> _Stated exercise 1_
Duplicate the part of the millworker recollections that starts at "The spirit of" and ends at "or less forty.".
> _Stated exercise 2_
Go on with the millworker recollections after their final sentence.
Start of Text passage
In the last episode of the House of Morgan saga I described my millworker career from the humble Point job up to the celebratory Greenchain #4 puller position working next to “Highload” Hurst. This week I will recollect miscellaneous vaudevillian episodes we staged to levitate our boring 53 hour work week. Some of these stories I recovered from my personal memory bank, others came from the recollections of local friends like “Highload,” Mike Mannix and Jack Lindsey Clow.

The spirit of the work environment we created as defense against its never ending sweat and boredom was forms of collaborative subversion of the system and its overseers, if not actual, at least in our collective consciousness. For example, during the morning and afternoon breaks, sometimes at lunchtime too, we would gather in the mill yard to spectate footraces between Sam Prather, age 35 and Jack Lindsay Clow, maybe fifteen years younger. Sam was the one who designed the contest, which was formally an approximately forty yard dash, according to space available, with Sam providing the large, bulky Jack with starting lines increasingly further from his own. Somehow, it was only in the last event of the races that Lindsay finally beat Sammy to the finish line, having had a 25 yard head start out of the more or less forty.

Then there were the spirited political debates Freewill Baptist Church Pastor and employee Jerry Camp and I conducted over by the tally shack and in the shade of the log deck summer pavilion Bill Witherell had built with his crane each spring. The basic theme was the nature of monotheism, whether there really is a God, what’s the meaning of penitence and of forgiveness, and so on. As we were good friends, the debate tone was always very speculative and considerate of one another. Despite the non-adversarial tone of our show, we generally attracted half a dozen to a dozen congregants to it, some of whom asked us good questions about our views of life. To a man the Jehovah Witnesses avoided these meeting, their conviction about the solidity of their doctrine their protection against different ideas.

The most memorable event of subversion I remember though was the way we celebrated the beginning of the Christmas holiday by shutting down the mill before noon on the last day of work prior to our weeklong vacation. Here’s what I remember. It was a clear, windless December day, just the right temperature for Greenchain work. After about an hour on the chain, I noticed a lot of the employees were doing their jobs with a can of beer in hand or nearby their posts. Apparently this was a normal custom at Philo Mill going back a number of years. At one point someone strolled over to Ken and my position and offered us each a “Bud.” Usually not my habit, as much as I enjoy beer, to have one in the morning. But in deference to the celebratory mood, we both accepted our gifts. And it turned out a small hit of morning alcohol made our work a lot more interesting than under “normal” conditions of just oxygen and sweat.
End of Text passage
Start of Source material
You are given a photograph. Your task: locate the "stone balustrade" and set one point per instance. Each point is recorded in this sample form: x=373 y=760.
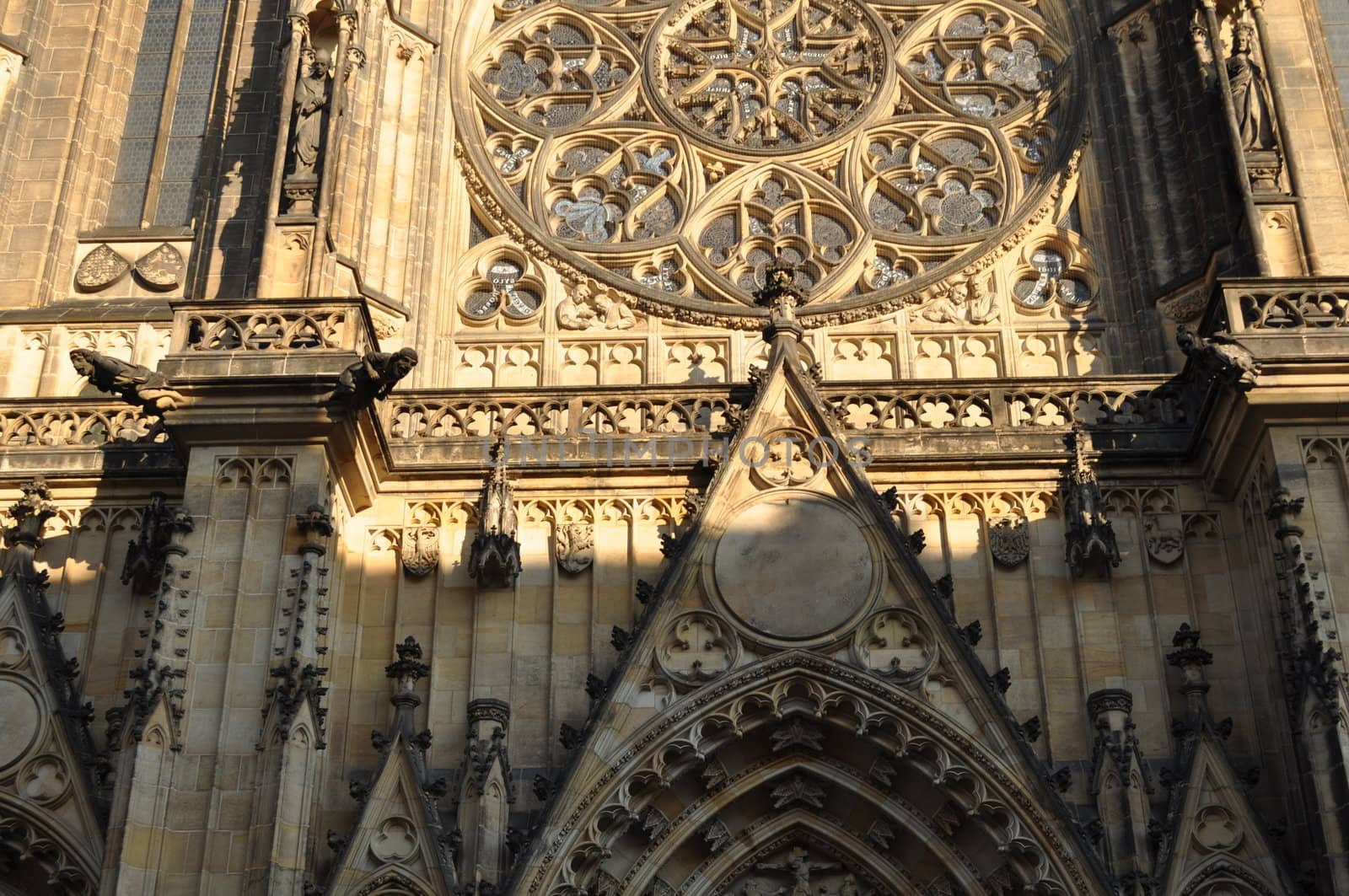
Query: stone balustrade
x=276 y=325
x=1302 y=305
End of Source material
> _Task response 1_
The spirit of the work environment we created as defense against its never ending sweat and boredom was forms of collaborative subversion of the system and its overseers, if not actual, at least in our collective consciousness. For example, during the morning and afternoon breaks, sometimes at lunchtime too, we would gather in the mill yard to spectate footraces between Sam Prather, age 35 and Jack Lindsay Clow, maybe fifteen years younger. Sam was the one who designed the contest, which was formally an approximately forty yard dash, according to space available, with Sam providing the large, bulky Jack with starting lines increasingly further from his own. Somehow, it was only in the last event of the races that Lindsay finally beat Sammy to the finish line, having had a 25 yard head start out of the more or less forty.

> _Task response 2_
Half an hour later another buddy came over and offered us another brew, what he claimed was the last of his six pack. After downing that second beer, and as the morning grew warmer, Ken and I had a meeting across the boards and decided we’d like another beer, and we also needed a reserve stash to repay the generosity of our friends who’s provided us earlier. At which point I had a great idea. I walked over to the straddle buggy, threw a couple of 4 X 4 blocks onto its bed, drove her out the mill gate, turned left and headed up the hill to the Philo Market. No morning customers then, so I parked right at the store’s front steps, blocked the wheels so she wouldn’t roll down the incline into Norman Island’s lath mill and purchased a couple of cases of Bud and Olympia, diversity to please all of our colleagues.

Throwing the beer on the 4 X 4 blocks, I jumped up onto the driver’s seat over the load space, swung the vehicle around and crossed back into the south lane of Highway 128. At which point I remembered I had only driven the buggy in the flat mill yard, never used the puny brakes and had a sudden rush of fear about whether I would be going down toward Indian Creek too fast to negotiate the turn into the mill. Calm under pressure returned, though, and I reasoned, oh well, if I am going too fast to try the turn, I’ll just straddle down the hill to the Indian Creek road, make a u-turn and head back to the mill. The fans waiting for my return would enjoy the spectacle, no?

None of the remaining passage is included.